───── Excerpted passage ─────

Tomase: Good luck choosing between Mookie Betts and J.D. Martinez in AL MVP race

J.D. Martinez and Mookie Betts
Photo credit Raj Mehta/USA Today Sports

One was drafted as a second baseman but considered too small ever to hit for power in the big leagues. Maybe he'd find the gaps, steal some bases, and carve out a steady career.

The other lasted until the 20th round in 2009, got cut five years later, and even after blossoming into an All-Star slugger, still couldn't find anyone willing to pay him until spring training had already started this February.

Together they arrived in Fort Myers as the expected linchpins of the Red Sox lineup.

But no one expected this.

With the final month upon us and the postseason beckoning, Mookie Betts and J.D. Martinez find themselves locked in a friendly struggle for one of the biggest individual honors in baseball.

Not only are they the two best players on baseball's best team, they're also two of the favorites to claim the American League MVP award, and you can count on one hand the number of times the Red Sox could legitimately say that.

Only five times in history have two Red Sox finished among the top three in AL MVP voting. Dustin Pedroia (1st) and Kevin Youkilis (3rd) were the last two to turn the trick a decade ago. Before that, you'd have to rewind to Roger Clemens and Jim Rice in 1986, or the Gold Dust Twins of Rice and Fred Lynn in 1975. Ted Williams turned the trick twice in the 1940s, first with Johnny Pesky in 1942 (they finished 2nd and 3rd) and then when winning the award to Bobby Doerr's third in 1946.

───── Dataset content ─────

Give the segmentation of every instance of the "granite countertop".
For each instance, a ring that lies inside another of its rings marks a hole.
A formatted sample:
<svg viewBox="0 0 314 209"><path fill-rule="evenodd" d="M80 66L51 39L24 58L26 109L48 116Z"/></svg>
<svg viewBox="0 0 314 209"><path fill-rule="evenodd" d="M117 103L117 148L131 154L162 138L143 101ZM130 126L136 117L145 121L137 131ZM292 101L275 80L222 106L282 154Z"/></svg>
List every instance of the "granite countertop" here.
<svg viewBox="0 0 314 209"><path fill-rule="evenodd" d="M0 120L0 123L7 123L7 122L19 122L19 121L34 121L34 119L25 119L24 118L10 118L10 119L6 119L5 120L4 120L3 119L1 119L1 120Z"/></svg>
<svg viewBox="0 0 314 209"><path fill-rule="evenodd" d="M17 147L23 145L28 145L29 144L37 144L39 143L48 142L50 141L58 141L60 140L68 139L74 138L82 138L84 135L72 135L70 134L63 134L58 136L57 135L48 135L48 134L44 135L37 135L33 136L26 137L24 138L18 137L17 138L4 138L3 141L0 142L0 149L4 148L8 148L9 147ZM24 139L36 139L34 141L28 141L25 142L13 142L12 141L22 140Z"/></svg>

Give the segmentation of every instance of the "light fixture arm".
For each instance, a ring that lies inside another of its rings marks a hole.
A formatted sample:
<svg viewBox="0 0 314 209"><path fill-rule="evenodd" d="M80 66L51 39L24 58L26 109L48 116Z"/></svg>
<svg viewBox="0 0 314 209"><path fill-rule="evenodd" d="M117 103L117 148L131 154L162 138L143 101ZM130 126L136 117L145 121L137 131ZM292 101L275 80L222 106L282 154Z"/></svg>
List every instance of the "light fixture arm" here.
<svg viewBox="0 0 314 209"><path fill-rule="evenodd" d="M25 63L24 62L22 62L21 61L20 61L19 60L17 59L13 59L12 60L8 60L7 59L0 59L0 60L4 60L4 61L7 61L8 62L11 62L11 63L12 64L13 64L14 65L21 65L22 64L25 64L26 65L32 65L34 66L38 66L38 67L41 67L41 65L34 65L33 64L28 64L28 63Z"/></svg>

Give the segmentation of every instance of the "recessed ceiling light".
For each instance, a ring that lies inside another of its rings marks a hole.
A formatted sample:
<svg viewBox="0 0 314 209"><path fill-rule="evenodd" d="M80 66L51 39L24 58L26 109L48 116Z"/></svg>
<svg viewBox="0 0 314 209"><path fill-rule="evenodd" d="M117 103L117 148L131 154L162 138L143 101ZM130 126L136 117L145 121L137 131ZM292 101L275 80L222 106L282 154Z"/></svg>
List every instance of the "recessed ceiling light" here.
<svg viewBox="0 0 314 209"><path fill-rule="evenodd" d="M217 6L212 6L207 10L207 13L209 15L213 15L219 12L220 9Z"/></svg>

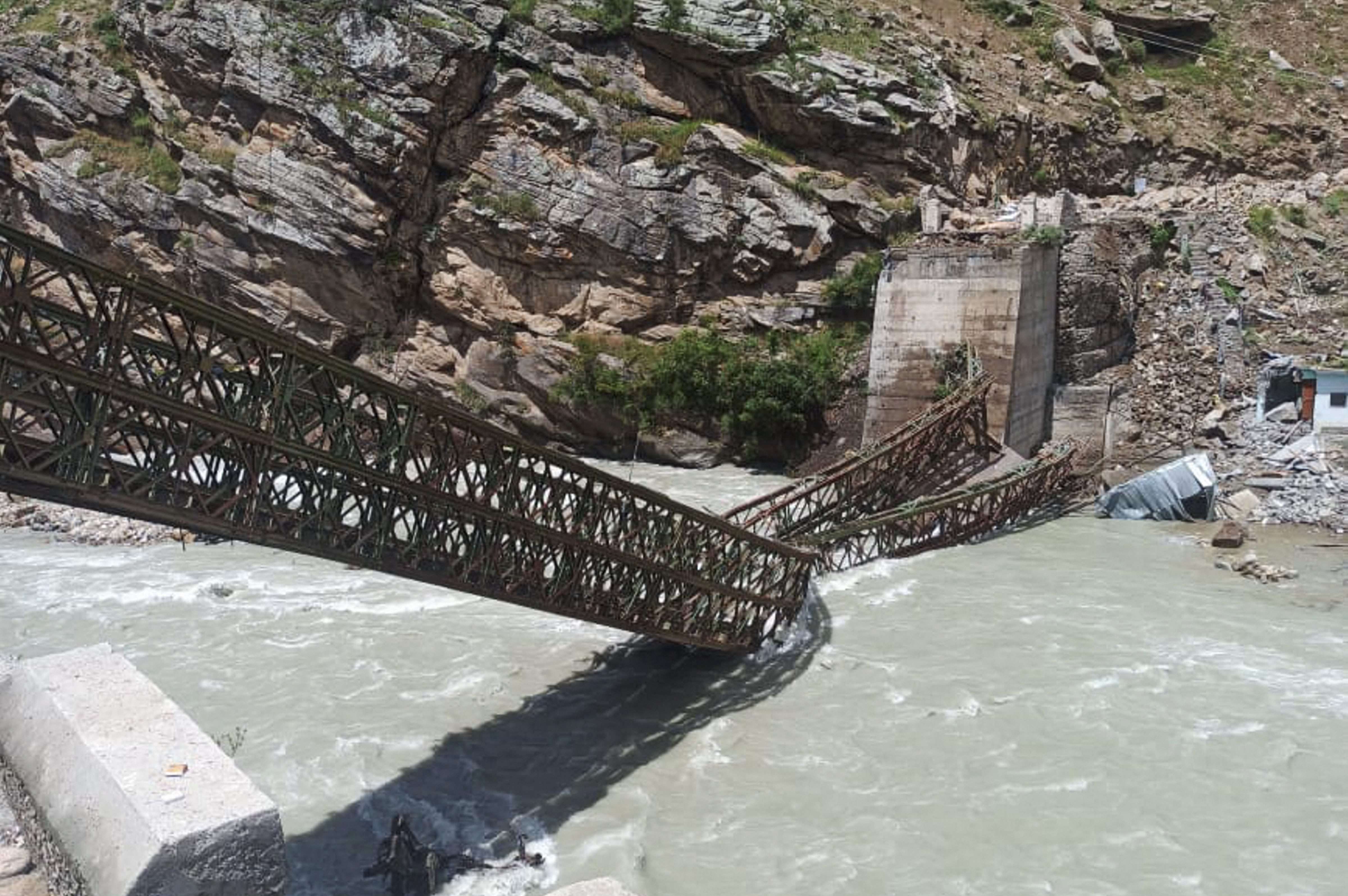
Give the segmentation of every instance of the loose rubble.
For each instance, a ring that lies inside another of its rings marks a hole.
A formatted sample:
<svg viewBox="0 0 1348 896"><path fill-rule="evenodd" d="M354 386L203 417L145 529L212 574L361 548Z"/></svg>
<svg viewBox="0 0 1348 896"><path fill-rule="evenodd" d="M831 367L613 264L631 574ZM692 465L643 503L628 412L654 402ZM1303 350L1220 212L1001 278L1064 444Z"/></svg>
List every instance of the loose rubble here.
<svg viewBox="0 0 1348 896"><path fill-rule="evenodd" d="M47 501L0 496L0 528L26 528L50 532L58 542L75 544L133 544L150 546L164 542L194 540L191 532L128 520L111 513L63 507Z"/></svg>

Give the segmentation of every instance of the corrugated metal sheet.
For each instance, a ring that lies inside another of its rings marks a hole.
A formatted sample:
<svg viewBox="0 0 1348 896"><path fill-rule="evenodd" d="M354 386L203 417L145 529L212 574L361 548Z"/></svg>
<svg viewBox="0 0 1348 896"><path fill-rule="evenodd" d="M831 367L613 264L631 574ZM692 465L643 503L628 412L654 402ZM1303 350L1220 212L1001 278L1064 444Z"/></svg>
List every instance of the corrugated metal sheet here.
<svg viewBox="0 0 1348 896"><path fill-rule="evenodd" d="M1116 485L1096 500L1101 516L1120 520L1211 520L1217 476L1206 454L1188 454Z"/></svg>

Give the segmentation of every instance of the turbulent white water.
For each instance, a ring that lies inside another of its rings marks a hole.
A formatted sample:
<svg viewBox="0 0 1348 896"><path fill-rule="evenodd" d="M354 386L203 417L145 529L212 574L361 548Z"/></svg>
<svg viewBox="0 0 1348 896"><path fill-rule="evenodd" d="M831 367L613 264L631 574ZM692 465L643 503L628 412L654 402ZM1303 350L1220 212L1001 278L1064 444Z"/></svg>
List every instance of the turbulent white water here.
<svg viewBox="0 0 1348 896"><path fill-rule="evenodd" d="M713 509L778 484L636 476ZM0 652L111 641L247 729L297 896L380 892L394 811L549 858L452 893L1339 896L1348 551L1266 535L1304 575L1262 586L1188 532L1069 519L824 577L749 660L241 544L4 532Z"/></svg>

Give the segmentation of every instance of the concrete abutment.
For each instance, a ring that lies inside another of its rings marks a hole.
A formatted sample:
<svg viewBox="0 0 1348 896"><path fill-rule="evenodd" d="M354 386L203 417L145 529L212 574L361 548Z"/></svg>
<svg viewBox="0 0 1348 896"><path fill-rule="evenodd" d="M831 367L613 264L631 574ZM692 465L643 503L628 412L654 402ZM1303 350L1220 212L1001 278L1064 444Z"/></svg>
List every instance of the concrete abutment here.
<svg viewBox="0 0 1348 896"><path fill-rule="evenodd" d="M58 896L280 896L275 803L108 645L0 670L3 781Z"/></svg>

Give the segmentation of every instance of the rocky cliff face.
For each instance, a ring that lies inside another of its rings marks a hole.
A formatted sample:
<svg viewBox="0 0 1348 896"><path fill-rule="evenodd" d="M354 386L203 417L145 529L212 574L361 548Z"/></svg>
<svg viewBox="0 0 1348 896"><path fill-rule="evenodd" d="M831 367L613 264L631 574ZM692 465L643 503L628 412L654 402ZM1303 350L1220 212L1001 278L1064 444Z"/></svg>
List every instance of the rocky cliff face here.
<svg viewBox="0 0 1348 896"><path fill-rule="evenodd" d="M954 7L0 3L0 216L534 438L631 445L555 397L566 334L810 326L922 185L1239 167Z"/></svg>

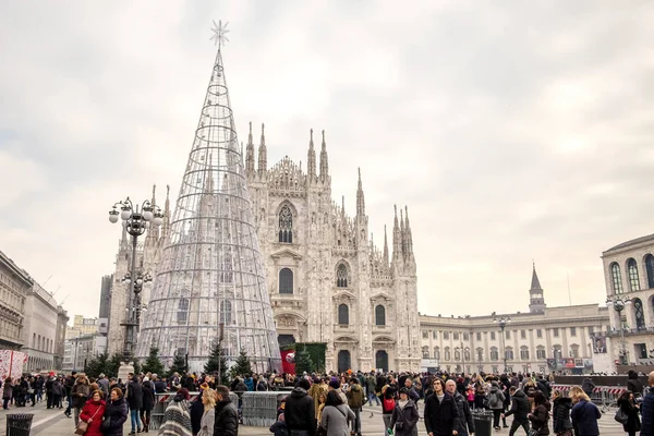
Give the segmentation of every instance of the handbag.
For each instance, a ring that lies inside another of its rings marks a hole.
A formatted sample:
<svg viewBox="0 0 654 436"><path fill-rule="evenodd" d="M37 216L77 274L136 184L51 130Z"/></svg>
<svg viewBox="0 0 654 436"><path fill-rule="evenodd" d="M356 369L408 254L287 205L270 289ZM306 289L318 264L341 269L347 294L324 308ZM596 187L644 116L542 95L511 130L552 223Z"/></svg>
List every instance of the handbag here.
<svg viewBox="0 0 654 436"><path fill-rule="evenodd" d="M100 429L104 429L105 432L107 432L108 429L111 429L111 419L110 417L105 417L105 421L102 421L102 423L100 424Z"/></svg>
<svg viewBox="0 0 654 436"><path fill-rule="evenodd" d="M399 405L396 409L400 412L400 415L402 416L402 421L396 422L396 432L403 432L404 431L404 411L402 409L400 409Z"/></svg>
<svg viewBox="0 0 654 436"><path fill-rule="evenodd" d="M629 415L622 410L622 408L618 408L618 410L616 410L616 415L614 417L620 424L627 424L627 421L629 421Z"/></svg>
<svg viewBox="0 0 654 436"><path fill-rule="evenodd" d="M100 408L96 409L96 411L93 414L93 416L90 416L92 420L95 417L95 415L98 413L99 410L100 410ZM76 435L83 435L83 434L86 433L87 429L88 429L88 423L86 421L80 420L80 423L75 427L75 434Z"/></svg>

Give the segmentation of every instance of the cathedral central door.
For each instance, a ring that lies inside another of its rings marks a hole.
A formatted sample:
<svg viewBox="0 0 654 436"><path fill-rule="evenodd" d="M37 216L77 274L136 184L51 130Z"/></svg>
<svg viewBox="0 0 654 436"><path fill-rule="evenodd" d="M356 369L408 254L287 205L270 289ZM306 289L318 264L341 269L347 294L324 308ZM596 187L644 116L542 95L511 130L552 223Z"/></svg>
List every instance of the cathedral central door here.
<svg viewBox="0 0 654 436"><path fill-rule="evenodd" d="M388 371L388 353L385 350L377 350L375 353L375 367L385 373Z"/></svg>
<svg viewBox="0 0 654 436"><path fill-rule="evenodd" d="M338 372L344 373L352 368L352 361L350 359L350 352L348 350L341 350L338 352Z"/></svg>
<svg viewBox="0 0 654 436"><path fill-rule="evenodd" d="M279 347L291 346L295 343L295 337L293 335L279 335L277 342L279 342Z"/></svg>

─────

◆ Challenges
- a) From the records, output as a JSON array of strings the stretch from the line containing "Give the segmentation of every instance of the loose" through the line containing "485L1096 500L1101 516L1120", one string per line, skipping blank lines.
- b) Write what comes next in the article on Betts and Martinez in the AL MVP race, picking up after its last sentence.

◆ Results of the exercise
- a)
[
  "Give the segmentation of every instance of the loose rubble.",
  "For each instance, a ring that lies inside another of its rings marks a hole.",
  "A formatted sample:",
  "<svg viewBox=\"0 0 1348 896\"><path fill-rule=\"evenodd\" d=\"M354 386L203 417L145 529L212 574L361 548Z\"/></svg>",
  "<svg viewBox=\"0 0 1348 896\"><path fill-rule=\"evenodd\" d=\"M831 367L613 264L631 574ZM692 465L643 503L628 412L654 402ZM1303 350L1220 212L1001 278L1064 444Z\"/></svg>",
  "List every instance of the loose rubble here.",
  "<svg viewBox=\"0 0 1348 896\"><path fill-rule=\"evenodd\" d=\"M47 501L0 496L0 528L26 528L50 532L58 542L75 544L133 544L150 546L164 542L194 540L191 532L128 520L111 513L63 507Z\"/></svg>",
  "Give the segmentation of every instance of the corrugated metal sheet.",
  "For each instance, a ring that lies inside another of its rings marks a hole.",
  "A formatted sample:",
  "<svg viewBox=\"0 0 1348 896\"><path fill-rule=\"evenodd\" d=\"M354 386L203 417L145 529L212 574L361 548Z\"/></svg>",
  "<svg viewBox=\"0 0 1348 896\"><path fill-rule=\"evenodd\" d=\"M831 367L613 264L631 574ZM692 465L643 503L628 412L654 402ZM1303 350L1220 212L1001 278L1064 444Z\"/></svg>",
  "List every instance of the corrugated metal sheet here.",
  "<svg viewBox=\"0 0 1348 896\"><path fill-rule=\"evenodd\" d=\"M1116 485L1096 500L1101 516L1120 520L1211 520L1217 476L1206 454L1188 454Z\"/></svg>"
]

- b)
Now, however, not only can Betts and Martinez both make a compelling case to claim the hardware, it wouldn't be a shock if they finished 1-2.

"I think we have two of the top three guys in the MVP voting on our team," starter David Price told reporters recently.  "That's huge."

It also makes the Red Sox a potential rarity. Not since the Tigers battery of Denny McClain and Bill Freehan in 1968 have teammates taken the top two spots in the MVP voting. Maybe that changes this year as the Red Sox try to make history in more ways than one.

The performances of Betts and Martinez are lifting everyone around them.

"My motivation is the team that we have and trying to be as good as all the other guys on here," said shortstop Xander Bogaerts. "You don't want to stay back. I mean, we've got a couple guys who could be MVP on our team, hopefully. That's in the conversation and you don't want to be too far behind them."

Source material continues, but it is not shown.